**EXTRACT**
She said: “I’m not a parent that gets in a flap about it affecting Harry. He’s quite clever, but it’s still an inappropriate question for a child to answer. What with the uproar over violent video games, parents don’t need to be worried about their children’s schoolwork as well.” Ms Garrod said her angst over the sentence was relieved somewhat when the youngster attempted to tackle a later question, which read: “When I asked the Scotsman if he enjoyed haggis, he looked at me and said ‘Och ...’” Ms Garrod said: “I’m not sure if we should even know the answer to that.” The school has since apologised that the paper was not checked by staff before being given to pupils.



Headteacher Sarah Hunt said: "We are sorry this has happened. The homework exercise was taken from a Times Educational Supplement site providing teaching resources, which is normally a very reliable facility used by thousands of teachers across the country every day. Unfortunately this particular piece of work was not checked thoroughly before being sent home with the children, and we are sorry that this has caused concern with the family. Our school encourages parents with any concerns about their child's education to come into school for a chat with their teacher or, if they prefer, myself and we are disappointed that the parents did not do so in this case."

Man banned by airline for exposing Pinocchio penis tattoo

A holidaymaker from Grimsby, Humberside, who exposed himself to cabin crew and waved around a sex toy while on a flight to Majorca, has dismissed the incident as "only a giggle". The actions of Tom Washington, 22, resulted in a lifetime ban from Jet2.com. Imposing the ban, chiefs at the airline described the behaviour as "disgusting", saying they carry many families on their flights and such actions would not be tolerated. But Tom said spirits were high as, along with 22 of his friends, he boarded the flight from East Midlands Airport to Majorca dressed as female cabin crew staff.

**INFORMATION PROVIDED**
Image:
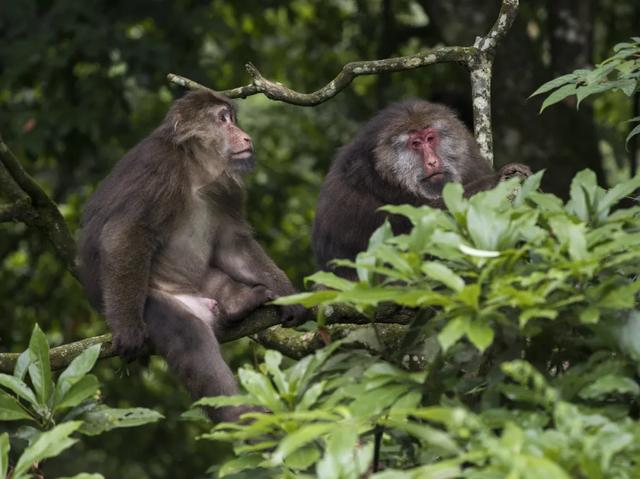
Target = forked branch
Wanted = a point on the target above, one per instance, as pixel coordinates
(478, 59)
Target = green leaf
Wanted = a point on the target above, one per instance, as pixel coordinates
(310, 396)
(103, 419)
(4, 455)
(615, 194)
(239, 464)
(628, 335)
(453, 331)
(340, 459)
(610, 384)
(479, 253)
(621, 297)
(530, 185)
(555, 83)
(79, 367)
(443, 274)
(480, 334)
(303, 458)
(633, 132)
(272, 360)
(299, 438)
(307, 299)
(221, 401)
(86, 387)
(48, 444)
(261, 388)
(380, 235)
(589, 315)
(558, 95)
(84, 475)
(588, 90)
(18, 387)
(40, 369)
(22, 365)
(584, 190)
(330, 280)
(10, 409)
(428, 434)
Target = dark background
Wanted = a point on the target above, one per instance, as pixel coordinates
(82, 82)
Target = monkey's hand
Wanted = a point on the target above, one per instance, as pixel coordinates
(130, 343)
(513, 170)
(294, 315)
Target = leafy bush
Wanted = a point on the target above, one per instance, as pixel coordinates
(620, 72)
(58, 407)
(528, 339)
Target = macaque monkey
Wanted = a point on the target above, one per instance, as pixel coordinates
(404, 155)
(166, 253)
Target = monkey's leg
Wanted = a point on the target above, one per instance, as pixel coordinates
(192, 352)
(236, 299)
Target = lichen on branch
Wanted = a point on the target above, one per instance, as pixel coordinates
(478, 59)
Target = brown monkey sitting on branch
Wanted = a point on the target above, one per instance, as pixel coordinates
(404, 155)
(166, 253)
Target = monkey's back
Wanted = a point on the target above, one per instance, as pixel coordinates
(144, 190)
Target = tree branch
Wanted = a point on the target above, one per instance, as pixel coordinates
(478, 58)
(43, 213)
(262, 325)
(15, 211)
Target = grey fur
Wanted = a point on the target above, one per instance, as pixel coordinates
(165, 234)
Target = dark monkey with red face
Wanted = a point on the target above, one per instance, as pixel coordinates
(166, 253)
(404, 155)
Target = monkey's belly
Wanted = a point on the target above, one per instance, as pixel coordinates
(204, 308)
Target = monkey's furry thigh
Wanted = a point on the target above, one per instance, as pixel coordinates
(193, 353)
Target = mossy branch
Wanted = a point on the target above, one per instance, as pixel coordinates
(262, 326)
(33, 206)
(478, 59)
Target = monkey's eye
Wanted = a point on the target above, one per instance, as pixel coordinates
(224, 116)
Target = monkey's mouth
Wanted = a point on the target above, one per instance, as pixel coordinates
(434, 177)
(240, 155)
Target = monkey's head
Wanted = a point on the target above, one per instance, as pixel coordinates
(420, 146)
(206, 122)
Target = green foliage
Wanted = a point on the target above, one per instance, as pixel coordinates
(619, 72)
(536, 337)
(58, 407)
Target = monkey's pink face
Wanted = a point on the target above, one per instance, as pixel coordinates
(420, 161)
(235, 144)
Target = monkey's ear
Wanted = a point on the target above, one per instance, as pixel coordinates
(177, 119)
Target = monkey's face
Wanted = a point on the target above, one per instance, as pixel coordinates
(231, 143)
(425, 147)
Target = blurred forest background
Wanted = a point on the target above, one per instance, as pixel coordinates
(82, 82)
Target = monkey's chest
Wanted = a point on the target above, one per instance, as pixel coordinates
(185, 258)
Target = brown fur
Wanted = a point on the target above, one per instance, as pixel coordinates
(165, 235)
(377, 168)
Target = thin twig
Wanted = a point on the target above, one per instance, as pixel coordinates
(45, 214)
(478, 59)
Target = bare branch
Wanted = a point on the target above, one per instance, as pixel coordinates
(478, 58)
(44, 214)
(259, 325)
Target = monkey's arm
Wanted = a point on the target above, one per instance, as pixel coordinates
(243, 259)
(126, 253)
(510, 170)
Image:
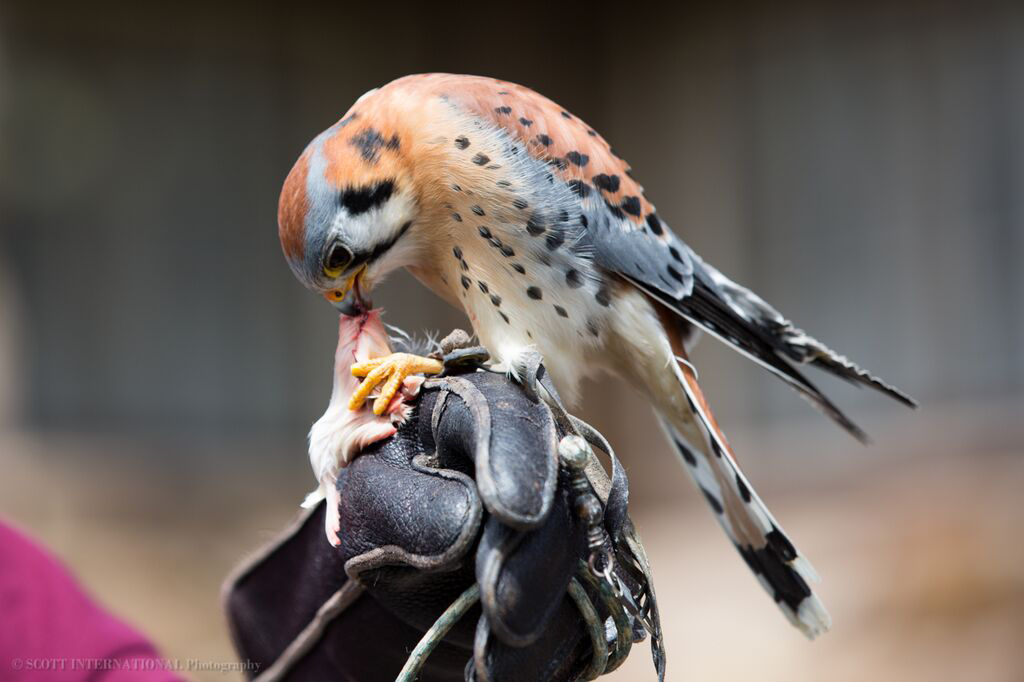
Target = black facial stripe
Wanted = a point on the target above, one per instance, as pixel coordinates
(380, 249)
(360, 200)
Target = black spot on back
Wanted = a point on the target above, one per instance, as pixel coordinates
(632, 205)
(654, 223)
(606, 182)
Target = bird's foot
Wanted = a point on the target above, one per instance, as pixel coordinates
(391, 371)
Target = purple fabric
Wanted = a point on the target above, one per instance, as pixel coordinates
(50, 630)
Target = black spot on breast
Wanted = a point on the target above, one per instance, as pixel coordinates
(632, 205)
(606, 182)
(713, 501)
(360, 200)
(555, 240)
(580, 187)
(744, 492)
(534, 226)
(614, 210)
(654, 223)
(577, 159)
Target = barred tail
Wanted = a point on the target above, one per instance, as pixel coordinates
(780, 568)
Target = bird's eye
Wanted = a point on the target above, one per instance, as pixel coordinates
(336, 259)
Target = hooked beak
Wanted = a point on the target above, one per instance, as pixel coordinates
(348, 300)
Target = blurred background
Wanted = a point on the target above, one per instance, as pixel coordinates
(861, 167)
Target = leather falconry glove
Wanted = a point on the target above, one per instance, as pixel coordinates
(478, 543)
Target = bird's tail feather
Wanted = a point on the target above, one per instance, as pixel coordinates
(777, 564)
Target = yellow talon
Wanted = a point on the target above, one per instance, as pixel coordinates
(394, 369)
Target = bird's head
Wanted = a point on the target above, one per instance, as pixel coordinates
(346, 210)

**PROBLEM REQUIREMENTS**
Rewrite everything from "A holidaymaker from" down to "cabin crew staff." in the airline-ban story above, swapping "holidaymaker" for "tourist".

**EXERCISE RESPONSE**
A tourist from Grimsby, Humberside, who exposed himself to cabin crew and waved around a sex toy while on a flight to Majorca, has dismissed the incident as "only a giggle". The actions of Tom Washington, 22, resulted in a lifetime ban from Jet2.com. Imposing the ban, chiefs at the airline described the behaviour as "disgusting", saying they carry many families on their flights and such actions would not be tolerated. But Tom said spirits were high as, along with 22 of his friends, he boarded the flight from East Midlands Airport to Majorca dressed as female cabin crew staff.